*PROBLEM STATEMENT*.
Set down every line of the records below word for word, leaving out the picture.

--

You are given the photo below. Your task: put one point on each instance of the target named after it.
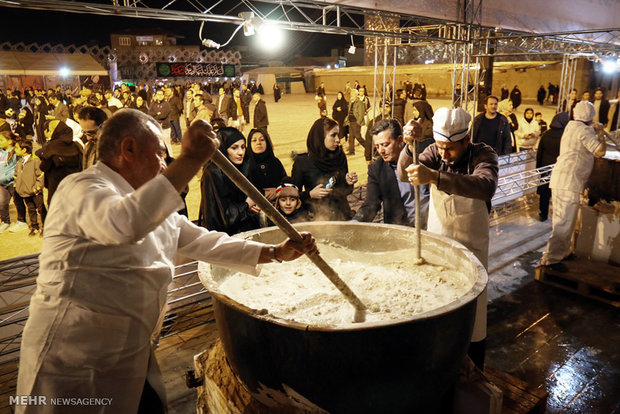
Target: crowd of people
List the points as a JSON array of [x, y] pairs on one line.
[[115, 194], [54, 133]]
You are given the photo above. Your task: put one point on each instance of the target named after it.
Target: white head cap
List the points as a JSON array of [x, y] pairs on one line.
[[584, 111], [450, 125]]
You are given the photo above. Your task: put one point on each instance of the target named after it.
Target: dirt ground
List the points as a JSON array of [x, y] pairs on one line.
[[290, 119]]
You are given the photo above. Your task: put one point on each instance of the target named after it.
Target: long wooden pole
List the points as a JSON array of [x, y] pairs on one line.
[[416, 188], [270, 211]]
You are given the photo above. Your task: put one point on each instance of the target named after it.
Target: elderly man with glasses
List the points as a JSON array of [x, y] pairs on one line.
[[90, 119]]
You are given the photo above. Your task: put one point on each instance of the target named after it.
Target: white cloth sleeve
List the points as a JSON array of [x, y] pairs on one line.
[[218, 248], [109, 218]]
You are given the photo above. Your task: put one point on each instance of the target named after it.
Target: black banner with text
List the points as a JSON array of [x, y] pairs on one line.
[[172, 69]]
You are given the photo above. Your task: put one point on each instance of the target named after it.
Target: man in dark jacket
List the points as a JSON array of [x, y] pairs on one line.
[[384, 188], [160, 110], [60, 111], [492, 128], [246, 99], [60, 155], [547, 154], [91, 119], [601, 105], [261, 121], [176, 108], [399, 106]]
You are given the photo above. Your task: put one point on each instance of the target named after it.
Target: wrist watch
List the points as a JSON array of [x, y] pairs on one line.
[[272, 254]]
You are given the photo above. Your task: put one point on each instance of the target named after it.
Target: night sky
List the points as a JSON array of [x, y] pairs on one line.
[[28, 26]]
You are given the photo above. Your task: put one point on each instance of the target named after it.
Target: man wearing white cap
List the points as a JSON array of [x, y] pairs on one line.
[[578, 147], [463, 178]]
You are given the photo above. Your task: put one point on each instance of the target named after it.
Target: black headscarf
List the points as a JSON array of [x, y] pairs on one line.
[[228, 136], [267, 170], [324, 159], [529, 121]]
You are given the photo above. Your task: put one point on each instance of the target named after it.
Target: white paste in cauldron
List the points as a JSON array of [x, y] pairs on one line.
[[388, 283]]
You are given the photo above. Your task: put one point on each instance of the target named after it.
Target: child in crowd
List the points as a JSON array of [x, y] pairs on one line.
[[288, 202], [8, 161], [541, 122], [29, 184]]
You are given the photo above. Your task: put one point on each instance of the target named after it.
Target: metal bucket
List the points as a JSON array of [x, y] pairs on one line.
[[376, 367]]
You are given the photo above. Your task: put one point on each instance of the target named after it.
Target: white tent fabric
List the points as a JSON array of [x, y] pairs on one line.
[[40, 64], [534, 16]]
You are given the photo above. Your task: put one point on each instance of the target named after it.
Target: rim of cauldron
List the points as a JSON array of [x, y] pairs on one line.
[[453, 306]]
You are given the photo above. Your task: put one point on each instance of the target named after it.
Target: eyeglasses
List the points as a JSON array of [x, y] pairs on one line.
[[91, 133]]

--

*WORKED SOLUTION*.
You are given the photo below. Your task: put one point on each instance of the target named after it.
Target: crowd of people
List the points as a JSON array of [x, y] pairs on one line.
[[115, 194], [54, 133]]
You are given the photo above. Your task: put one point on each instance of the target named after it.
Target: white head cap
List the points as a JSON array of [x, y] pairs on one line.
[[584, 111], [450, 125]]
You are given the photo above. Your task: put one point on each instance of the target named after it.
Target: dirt ground
List the points as a JSON array of [x, y] pairs on one line.
[[290, 119]]
You are given the photo above. Your task: put one point on each instance of the target named after it.
Target: long wooden pole
List the points as a JSON array of [x, y] pairs on one line.
[[416, 188], [270, 211]]
You are given the photo above. Your task: put one point on each instance of the target named after it.
Target: elderly man with glasses
List the points as a JSON array of [x, y] pairs on one line.
[[90, 119]]
You are given the photo above. Your task: put one point on each instance of the target named after it.
Target: white cloth sleeve
List the points as a JSON array of [x, y] pairs on one line.
[[218, 248], [109, 218]]
You are given the photo above. Your task: put one point on each instance of the target named after it.
Target: black banner with text
List the points as a JSON array of [x, y] pairs on one line.
[[172, 69]]
You are given the photo above. Your task: put one point on each instance of the target named after it.
Target: man in dark jacket
List the points as a JSON array of [x, y] pairs on one line.
[[384, 188], [160, 110], [60, 111], [492, 128], [246, 99], [60, 155], [547, 154], [91, 119], [601, 105], [261, 121], [176, 108], [399, 106]]
You are given the photo above. Your task: put one point on each instance of the target named after it.
Target: wrist watch
List the points as a JSON array of [x, y] pairs on one line.
[[272, 254]]
You are given the photo above. Your task: put one point on each instance of the target named after it.
Target: night sky
List the points as a JSON array of [x, y] pairs on one line.
[[28, 26]]
You are given the photo above. Your task: put one point on each instance of the target named after it.
Target: man wearing white cap
List the points as a JSON array of [x, y] pairs on one line.
[[578, 147], [463, 178]]
You are given the photo above. Your task: put one point on each instance of the target named after it.
Target: black headscarf
List the points as a JSON array of [x, y] pairs on one line.
[[228, 136], [267, 170], [324, 159], [529, 121]]
You are given the photo above. Your task: put one point on each instance of the target named after it.
Target: white paste in cauldron
List the points as a JSON array of [x, y] pairs on one line.
[[388, 283]]
You are given the photo above. Your task: put one point on each instance of the target named after it.
Target: child in crowd
List the points as a JSON array of [x, y] pairs on one line.
[[288, 202], [8, 161], [541, 122], [29, 184]]
You are given the photo above. Your task: put one point on each instance of the target named after it.
Target: metal bucket
List the points as a JSON array of [x, y] pairs on one line.
[[376, 367]]
You are given the photo above. Your task: put one point on each instance of the target named after it.
Target: white tent fabric
List the points as a JSON array of [x, y] pairs on one line.
[[40, 64], [534, 16]]
You are given the photo above. Your task: put one point on each instance of the target named after it.
Target: rim of cauldron
List the points as a JSON array of [x, y] pairs on one line.
[[453, 306]]
You are given the photo above. Your task: put one point on each instance of the target named after it.
Target: eyeglasses
List the points as a JSON array of [x, y] pairs on one line.
[[91, 133]]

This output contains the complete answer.